----- AUSGEWÄHLTER AUSZUG

· Fachbeitrag · Wohnflächenberechnung
Staffelmietvereinbarung und Preisbindung
von VRinLG Astrid Siegmund, Berlin
| Angespannte Wohnungsmärkte und die Erfordernisse der energetischen Modernisierung vorhandenen Wohnraums sind nur zwei Gesichtspunkte, die den Hintergrund für die Vergabe von Fördermitteln durch Bund und vor allem Länder bilden. An die Vergabe von Fördermitteln sind regelmäßig preisrechtliche Auflagen geknüpft, die die Möglichkeiten dessen begrenzen, was die Parteien eines Wohnraummietvertrags wirksam vereinbaren können. Ein „Klassiker“ sind Staffelmietvereinbarungen, die (für die Zeit) vor oder nach Ablauf einer Preisbindung getroffen werden. Die Grenzen, die das Gesetz und aktuell auch der BGH hier setzen, sind wenig eng. |
Sachverhalt
Die Klägerin ist seit dem 1.10.18 Mieterin einer Dreizimmerwohnung der Beklagten. Diese unterlag aufgrund öffentlicher Förderung bis zum 31.12.20 einer Preisbindung. Zur Mieterhöhung haben die Parteien in § 5 Nr. 2 des Mietvertrags folgende Vereinbarungen getroffen: „Staffelmiete (§ 557a BGB) ‒ Die monatliche Grundmiete (…) beträgt insgesamt 500 EUR. Sie erhöht sich (…) ab 1.1.21 auf 968 EUR, ab 1.1.22 auf 1.012 EUR, ohne dass es einer gesonderten Erklärung des Vermieters bedarf. Während der Laufzeit einer Staffelmiete ist eine Mieterhöhung nach den §§ 558 bis 559b BGB ausgeschlossen.“ Ferner enthält der Mietvertrag in § 30 u. a. folgende Regelungen: „Für das Gebäude besteht bis zum 31.12.20 eine Bindung an das Wohnungsbauförderungsgesetz. Für die Zeit von dem 1.1.21 bis zum 31.12.22 wird eine Staffelung der Miete vereinbart und im Mietvertrag festgeschrieben.“
Ab 1/21 zahlte die Klägerin ‒ unter dem Vorbehalt der (teilweisen) Rückforderung ‒ eine Miete i. H. v. 968 EUR monatlich. Das AG hat die Klage auf Rückzahlung von 6.084 EUR (Erhöhungsbetrag i. H. v. 468 EUR für die Monate 1/21 bis 1/22) sowie auf Feststellung, dass die Klägerin nicht verpflichtet sei, aufgrund der Staffelmietvereinbarung ab dem Monat 2/22 eine Grundmiete i. H. v. 1.012 EUR statt nur 500 EUR monatlich zu zahlen, abgewiesen. Das LG hat die Berufung zurückgewiesen und die Revision zur Rechtsfrage zugelassen, ob die Vereinbarung einer Staffelmiete schon während der Dauer einer Mietpreisbindung für den Zeitraum nach Ablauf der Bindung zulässig ist.

----------
----- AUSGEWÄHLTE EINTRÄGE

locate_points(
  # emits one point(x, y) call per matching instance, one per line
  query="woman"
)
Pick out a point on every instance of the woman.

----------

AUFGABE 1
Prüfe, ob die folgenden Aussagen mit dem Fachbeitrag übereinstimmen, und antworte jeweils mit Ja oder Nein samt den entscheidenden Worten des Fachbeitrags als wörtlichem Zitat.
(a) Die Wohnung unterlag bis zum 31.12.20 einer Preisbindung.
(b) Das LG hat der Berufung stattgegeben.
(c) Ab dem 1.1.22 sollte die Grundmiete 968 EUR betragen.
AUFGABE 2
Setze in sämtlichen Einträgen „child“ an die Stelle von „woman“ und gib die Zeilen sonst unverändert wieder.
Der Fachbeitrag und die Einträge stehen in keinem Zusammenhang.

SCHRIFTLICHE ANTWORT 1
(a) Ja: „Diese unterlag aufgrund öffentlicher Förderung bis zum 31.12.20 einer Preisbindung.“
(b) Nein: „Das LG hat die Berufung zurückgewiesen“
(c) Nein: „ab 1.1.22 auf 1.012 EUR“

SCHRIFTLICHE ANTWORT 2
locate_points(
  # emits one point(x, y) call per matching instance, one per line
  query="child"
)
Pick out a point on every instance of the child.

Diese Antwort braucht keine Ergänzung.